* Records to use
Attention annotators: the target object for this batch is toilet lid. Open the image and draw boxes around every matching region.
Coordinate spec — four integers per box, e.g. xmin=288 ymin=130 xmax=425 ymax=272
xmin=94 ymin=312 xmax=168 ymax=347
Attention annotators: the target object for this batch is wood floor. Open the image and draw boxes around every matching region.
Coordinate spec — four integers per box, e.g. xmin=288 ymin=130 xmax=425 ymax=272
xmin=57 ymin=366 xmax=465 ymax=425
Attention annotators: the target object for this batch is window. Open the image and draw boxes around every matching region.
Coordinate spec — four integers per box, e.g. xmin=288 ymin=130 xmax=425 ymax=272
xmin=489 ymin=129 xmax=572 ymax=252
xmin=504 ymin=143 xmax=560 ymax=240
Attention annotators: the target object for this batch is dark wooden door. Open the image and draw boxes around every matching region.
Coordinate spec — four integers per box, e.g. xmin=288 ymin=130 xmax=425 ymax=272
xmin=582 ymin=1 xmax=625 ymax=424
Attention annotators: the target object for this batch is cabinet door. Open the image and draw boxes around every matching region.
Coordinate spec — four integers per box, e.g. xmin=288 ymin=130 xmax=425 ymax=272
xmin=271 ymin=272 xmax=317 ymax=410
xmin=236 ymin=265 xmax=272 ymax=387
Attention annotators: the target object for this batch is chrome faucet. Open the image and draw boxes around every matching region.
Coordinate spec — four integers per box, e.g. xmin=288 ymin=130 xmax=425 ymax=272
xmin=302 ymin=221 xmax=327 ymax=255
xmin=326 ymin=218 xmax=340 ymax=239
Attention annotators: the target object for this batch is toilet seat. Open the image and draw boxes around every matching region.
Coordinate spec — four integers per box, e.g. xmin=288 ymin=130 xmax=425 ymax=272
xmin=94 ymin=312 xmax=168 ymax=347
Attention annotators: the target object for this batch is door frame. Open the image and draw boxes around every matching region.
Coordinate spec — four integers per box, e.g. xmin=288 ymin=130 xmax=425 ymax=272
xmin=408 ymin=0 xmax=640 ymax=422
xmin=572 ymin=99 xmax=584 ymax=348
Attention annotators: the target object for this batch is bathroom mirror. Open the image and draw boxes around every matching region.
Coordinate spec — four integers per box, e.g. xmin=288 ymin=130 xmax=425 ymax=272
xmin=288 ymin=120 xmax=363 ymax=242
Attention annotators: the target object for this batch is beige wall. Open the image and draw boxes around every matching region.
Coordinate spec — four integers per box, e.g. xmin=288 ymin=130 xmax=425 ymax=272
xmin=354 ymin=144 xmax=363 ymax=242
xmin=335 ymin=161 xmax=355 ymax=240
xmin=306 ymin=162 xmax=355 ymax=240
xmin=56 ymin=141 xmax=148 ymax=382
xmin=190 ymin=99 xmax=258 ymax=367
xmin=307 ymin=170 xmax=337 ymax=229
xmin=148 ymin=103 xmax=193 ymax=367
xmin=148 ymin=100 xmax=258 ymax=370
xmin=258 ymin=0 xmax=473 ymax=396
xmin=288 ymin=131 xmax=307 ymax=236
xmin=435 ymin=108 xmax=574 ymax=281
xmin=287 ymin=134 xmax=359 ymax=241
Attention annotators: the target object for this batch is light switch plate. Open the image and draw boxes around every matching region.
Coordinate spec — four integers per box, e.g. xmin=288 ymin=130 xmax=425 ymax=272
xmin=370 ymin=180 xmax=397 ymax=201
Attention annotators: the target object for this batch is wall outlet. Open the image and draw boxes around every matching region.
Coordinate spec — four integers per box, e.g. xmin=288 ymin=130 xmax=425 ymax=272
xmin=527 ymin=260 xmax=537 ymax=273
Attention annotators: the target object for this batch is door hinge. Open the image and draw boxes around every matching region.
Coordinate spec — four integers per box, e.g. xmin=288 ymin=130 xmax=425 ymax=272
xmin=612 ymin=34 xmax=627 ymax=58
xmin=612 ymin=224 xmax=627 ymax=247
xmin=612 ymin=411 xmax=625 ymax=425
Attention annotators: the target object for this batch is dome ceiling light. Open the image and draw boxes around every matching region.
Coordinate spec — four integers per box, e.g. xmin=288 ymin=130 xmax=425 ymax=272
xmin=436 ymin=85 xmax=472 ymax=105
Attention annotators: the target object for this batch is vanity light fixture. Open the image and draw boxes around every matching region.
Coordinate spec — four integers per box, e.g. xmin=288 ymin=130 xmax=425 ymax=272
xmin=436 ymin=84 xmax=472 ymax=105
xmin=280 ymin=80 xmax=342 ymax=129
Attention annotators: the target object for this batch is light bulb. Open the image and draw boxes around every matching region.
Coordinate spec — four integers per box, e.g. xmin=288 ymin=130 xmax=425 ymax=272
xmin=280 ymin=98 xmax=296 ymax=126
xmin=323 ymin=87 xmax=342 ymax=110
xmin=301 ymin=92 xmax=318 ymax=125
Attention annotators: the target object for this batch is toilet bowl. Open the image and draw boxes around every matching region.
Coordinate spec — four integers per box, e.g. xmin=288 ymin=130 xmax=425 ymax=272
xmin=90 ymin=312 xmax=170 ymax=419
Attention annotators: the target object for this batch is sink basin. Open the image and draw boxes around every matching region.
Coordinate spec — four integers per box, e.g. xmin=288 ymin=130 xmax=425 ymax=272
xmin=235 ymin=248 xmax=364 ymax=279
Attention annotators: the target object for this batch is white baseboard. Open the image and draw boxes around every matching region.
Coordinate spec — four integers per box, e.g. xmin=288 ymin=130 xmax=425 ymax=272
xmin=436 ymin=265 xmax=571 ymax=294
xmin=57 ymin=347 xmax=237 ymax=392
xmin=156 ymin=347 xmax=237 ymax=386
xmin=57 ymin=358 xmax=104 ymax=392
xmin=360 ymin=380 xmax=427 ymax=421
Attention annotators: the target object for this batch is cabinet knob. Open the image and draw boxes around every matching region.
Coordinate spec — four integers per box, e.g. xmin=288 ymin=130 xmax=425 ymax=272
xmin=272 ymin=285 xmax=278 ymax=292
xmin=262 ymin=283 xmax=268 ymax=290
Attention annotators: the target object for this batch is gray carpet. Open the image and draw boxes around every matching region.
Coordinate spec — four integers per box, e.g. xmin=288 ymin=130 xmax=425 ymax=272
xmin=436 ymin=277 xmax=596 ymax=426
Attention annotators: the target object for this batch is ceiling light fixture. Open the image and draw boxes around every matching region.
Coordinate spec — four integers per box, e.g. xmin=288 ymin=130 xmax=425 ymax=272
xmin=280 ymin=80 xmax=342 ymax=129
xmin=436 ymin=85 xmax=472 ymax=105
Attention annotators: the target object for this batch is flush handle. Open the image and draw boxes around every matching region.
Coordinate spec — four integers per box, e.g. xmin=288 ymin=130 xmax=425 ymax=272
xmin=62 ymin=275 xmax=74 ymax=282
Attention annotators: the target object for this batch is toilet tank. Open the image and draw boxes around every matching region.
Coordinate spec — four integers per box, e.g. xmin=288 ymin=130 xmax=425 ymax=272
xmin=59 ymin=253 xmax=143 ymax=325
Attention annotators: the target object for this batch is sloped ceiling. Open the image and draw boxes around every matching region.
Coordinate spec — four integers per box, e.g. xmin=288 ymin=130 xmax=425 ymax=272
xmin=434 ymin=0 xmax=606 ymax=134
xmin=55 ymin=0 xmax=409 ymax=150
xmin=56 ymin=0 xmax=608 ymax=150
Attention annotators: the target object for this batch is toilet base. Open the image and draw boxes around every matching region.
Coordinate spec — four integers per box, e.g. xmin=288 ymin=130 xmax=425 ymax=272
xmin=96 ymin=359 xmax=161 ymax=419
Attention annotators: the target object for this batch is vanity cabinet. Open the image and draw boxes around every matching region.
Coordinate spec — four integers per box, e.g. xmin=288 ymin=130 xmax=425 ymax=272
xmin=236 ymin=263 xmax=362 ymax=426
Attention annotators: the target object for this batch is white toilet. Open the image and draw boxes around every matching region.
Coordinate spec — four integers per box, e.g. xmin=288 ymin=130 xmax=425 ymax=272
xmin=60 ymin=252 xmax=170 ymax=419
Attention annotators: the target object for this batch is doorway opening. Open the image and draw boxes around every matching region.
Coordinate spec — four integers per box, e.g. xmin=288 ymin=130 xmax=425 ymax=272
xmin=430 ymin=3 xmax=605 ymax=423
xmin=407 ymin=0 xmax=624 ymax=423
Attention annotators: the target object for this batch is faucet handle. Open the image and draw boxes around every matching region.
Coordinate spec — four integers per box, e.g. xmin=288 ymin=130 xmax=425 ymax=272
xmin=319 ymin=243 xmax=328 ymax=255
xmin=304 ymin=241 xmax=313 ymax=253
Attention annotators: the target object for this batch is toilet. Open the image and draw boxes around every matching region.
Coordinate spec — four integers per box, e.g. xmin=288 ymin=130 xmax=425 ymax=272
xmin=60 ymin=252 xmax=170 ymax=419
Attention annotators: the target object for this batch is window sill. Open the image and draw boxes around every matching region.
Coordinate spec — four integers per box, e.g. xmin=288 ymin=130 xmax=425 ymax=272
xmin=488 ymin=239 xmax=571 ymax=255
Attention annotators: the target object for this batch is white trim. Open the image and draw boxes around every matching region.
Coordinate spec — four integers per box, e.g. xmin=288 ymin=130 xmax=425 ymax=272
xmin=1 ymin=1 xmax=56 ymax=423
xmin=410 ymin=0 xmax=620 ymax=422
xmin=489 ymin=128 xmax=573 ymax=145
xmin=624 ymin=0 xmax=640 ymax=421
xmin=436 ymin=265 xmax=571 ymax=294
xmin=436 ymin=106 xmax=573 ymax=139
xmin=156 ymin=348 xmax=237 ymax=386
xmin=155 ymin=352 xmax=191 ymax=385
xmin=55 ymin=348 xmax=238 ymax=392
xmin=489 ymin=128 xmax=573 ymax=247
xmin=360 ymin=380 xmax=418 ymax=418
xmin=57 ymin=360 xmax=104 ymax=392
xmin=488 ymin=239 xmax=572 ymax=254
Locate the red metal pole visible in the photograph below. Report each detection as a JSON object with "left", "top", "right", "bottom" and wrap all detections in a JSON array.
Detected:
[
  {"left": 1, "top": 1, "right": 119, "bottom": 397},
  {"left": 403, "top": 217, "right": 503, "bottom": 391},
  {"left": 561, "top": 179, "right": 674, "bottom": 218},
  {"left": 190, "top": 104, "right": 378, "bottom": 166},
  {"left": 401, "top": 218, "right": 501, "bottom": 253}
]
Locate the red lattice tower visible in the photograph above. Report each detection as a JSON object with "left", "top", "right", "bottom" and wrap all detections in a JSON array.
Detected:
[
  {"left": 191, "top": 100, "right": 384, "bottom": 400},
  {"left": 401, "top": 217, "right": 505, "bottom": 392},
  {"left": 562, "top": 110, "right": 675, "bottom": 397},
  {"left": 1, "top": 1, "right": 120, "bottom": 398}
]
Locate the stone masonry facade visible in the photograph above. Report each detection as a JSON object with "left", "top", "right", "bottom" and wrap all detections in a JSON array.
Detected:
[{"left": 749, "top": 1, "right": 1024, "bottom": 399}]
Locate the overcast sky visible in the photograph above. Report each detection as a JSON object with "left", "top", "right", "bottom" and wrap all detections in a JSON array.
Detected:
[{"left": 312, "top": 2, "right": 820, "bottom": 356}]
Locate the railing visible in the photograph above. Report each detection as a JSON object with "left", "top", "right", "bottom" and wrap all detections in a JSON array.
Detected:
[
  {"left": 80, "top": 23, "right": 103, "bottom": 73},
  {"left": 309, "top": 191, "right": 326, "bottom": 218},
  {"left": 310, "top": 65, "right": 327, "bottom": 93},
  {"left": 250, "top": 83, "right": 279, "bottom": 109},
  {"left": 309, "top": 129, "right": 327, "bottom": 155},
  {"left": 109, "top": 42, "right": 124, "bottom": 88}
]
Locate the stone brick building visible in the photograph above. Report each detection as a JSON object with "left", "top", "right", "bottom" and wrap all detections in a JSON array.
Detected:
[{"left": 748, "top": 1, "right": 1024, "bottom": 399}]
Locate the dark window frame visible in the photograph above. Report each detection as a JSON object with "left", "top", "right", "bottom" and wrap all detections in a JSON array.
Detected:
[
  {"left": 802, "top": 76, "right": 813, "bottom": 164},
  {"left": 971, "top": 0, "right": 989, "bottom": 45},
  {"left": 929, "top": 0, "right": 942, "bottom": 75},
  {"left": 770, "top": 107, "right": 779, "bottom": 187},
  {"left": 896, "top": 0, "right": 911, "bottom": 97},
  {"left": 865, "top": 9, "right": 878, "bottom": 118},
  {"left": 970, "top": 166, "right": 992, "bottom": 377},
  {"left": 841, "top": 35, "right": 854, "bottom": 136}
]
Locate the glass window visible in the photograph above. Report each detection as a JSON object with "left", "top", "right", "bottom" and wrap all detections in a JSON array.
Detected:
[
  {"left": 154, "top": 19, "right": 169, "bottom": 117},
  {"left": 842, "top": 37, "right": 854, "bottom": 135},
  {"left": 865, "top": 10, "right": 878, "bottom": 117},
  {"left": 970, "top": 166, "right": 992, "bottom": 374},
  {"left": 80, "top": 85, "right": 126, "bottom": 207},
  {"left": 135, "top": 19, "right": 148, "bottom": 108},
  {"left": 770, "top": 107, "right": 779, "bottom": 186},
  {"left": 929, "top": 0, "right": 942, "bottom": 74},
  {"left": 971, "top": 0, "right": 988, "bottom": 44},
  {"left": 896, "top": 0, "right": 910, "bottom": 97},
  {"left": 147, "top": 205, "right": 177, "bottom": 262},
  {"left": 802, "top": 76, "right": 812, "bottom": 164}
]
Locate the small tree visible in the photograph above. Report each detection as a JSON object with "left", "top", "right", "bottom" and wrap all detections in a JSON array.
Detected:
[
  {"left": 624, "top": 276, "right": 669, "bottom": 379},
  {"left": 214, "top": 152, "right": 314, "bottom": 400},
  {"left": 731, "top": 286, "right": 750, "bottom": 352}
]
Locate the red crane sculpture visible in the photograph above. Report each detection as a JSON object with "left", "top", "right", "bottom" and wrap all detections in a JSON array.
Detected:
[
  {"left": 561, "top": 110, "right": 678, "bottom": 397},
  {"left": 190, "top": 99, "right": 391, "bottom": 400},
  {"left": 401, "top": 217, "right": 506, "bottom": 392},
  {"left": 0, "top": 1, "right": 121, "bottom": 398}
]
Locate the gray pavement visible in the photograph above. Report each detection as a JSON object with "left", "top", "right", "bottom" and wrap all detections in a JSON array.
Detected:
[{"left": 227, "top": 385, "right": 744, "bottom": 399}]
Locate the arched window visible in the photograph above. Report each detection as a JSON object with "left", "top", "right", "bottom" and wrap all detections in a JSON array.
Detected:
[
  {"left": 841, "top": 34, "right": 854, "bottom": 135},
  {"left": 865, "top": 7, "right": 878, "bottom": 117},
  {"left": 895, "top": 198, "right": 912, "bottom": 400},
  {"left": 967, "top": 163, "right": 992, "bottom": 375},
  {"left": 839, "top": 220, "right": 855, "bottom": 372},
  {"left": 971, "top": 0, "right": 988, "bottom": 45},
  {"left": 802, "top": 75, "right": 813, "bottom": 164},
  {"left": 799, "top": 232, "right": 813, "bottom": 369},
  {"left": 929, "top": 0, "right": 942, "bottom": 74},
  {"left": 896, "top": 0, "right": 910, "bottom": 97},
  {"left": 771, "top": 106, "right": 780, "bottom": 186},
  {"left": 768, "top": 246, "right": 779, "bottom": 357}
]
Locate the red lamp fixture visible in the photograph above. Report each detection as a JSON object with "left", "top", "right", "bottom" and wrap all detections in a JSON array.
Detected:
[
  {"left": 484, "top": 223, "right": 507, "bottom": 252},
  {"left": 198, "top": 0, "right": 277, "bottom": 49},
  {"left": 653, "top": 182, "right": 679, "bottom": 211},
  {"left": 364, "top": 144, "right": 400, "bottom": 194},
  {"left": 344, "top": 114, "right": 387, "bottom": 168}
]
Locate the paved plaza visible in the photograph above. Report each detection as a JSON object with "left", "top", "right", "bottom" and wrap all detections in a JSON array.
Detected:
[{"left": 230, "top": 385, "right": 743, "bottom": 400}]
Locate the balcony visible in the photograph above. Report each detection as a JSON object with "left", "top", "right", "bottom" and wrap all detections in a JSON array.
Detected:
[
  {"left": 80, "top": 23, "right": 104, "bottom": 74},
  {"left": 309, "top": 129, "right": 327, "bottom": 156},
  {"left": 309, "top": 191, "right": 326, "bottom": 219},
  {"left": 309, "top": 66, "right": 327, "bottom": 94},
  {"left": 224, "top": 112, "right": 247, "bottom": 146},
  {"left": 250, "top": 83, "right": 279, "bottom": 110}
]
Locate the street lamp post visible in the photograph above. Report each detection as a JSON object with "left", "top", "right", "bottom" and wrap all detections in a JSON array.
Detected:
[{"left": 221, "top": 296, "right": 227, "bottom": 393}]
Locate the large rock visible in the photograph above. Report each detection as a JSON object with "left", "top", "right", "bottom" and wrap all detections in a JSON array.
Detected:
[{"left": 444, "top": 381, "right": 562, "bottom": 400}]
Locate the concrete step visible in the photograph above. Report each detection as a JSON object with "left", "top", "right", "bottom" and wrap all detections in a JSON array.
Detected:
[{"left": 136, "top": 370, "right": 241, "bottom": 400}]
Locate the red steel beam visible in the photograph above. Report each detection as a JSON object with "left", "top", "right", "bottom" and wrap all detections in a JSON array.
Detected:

* What is needed
Go back to the start of the listing above. Reproduce each line exactly, ending with the line that contains "Attention annotators: the target object for this batch is dark".

* Written solution
Attention annotators: the target object for this batch is toilet lid. Open the image and draw boxes around every matching region.
Coordinate spec — four integers per box, e.g. xmin=288 ymin=130 xmax=425 ymax=272
xmin=94 ymin=312 xmax=168 ymax=347
Attention annotators: the target object for this batch is wood floor. Open the image and draw boxes around every matching region.
Coordinate spec — four integers per box, e.g. xmin=288 ymin=130 xmax=425 ymax=272
xmin=57 ymin=366 xmax=465 ymax=425
Attention annotators: the target object for this batch is window. Open the image and draw boxes around every matching region.
Coordinate spec — four integers per box, e.g. xmin=288 ymin=130 xmax=425 ymax=272
xmin=489 ymin=129 xmax=572 ymax=252
xmin=504 ymin=143 xmax=560 ymax=240
Attention annotators: the target object for this batch is dark wooden door. Open the image and draw boxes around every matching region.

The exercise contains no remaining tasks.